Frequently Asked Questions (F.A.Q.)
===================================
1. :ref:`which-search-should-I-use`
2. :ref:`what-is-num-workers`
3. :ref:`how-to-scale-bo`
4. :ref:`why-more-results-than-max-evals`
5. :ref:`how-to-consider-uncertainty-nn-training`
6. :ref:`how-to-do-checkpointing-with-bo`
7. :ref:`how-to-debug`
.. _which-search-should-I-use:
Which search algorithm should I use?
------------------------------------
* If you come with an existing machine learning pipeline, then it is better to use ``deephyper.search.hps`` algorithms such as ``CBO`` search (Centralized Bayesian Optimization) which can fine-tune this pipeline.
* If you come without an existing machine learning pipeline then it is better to use ``deephyper.search.nas`` algorithms which provides an existing supervised-learning pipeline.
.. _what-is-num-workers:
What is ``num_workers``?
------------------------
The ``num_workers`` is related to the ``Evaluator`` class from the ``deephyper.evaluator`` module. It represents the number of "concurrent" evaluations ("concurrent" because not always "parallel", for example, with a ``thread``-evaluator and an I/O bound ``run``-function). The ``num_workers`` does not restrict or isolate the number of resources that each ``run``-function evaluation will use (e.g., the number of GPUs).
.. _how-to-scale-bo:
How to scale the number of parallel evaluations in a Bayesian optimization search?
----------------------------------------------------------------------------------
Here we are interested in increasing the number of parallel evaluations performed by a Bayesian optimization search.

Some rows:
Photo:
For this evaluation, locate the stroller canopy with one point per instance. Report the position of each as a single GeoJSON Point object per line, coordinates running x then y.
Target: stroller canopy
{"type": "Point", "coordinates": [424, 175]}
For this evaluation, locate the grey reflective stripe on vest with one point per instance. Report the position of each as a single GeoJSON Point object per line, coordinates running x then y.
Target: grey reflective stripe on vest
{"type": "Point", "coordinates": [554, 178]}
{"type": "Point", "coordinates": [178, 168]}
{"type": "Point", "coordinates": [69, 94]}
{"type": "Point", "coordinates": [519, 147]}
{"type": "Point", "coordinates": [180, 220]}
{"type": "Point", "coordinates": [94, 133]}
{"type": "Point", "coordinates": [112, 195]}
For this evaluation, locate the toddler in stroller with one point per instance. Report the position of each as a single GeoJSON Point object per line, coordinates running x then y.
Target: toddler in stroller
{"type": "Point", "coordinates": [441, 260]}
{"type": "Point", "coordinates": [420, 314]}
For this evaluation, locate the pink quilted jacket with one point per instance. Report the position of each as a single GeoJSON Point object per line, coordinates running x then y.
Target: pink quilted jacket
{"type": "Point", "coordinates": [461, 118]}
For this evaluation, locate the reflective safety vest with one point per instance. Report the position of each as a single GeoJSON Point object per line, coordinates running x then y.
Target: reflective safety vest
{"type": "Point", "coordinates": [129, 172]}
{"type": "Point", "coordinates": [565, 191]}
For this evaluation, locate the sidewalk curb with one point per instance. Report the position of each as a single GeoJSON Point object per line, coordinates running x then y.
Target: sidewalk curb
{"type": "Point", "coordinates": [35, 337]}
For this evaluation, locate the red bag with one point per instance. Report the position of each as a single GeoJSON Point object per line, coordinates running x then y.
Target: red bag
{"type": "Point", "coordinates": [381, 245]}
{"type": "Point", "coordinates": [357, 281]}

### Problem description
Print the passage of the FAQ above from "Frequently Asked Questions" up to and including "fine-tune this pipeline.".

### Solution for this problem
Frequently Asked Questions (F.A.Q.)
===================================
1. :ref:`which-search-should-I-use`
2. :ref:`what-is-num-workers`
3. :ref:`how-to-scale-bo`
4. :ref:`why-more-results-than-max-evals`
5. :ref:`how-to-consider-uncertainty-nn-training`
6. :ref:`how-to-do-checkpointing-with-bo`
7. :ref:`how-to-debug`
.. _which-search-should-I-use:
Which search algorithm should I use?
------------------------------------
* If you come with an existing machine learning pipeline, then it is better to use ``deephyper.search.hps`` algorithms such as ``CBO`` search (Centralized Bayesian Optimization) which can fine-tune this pipeline.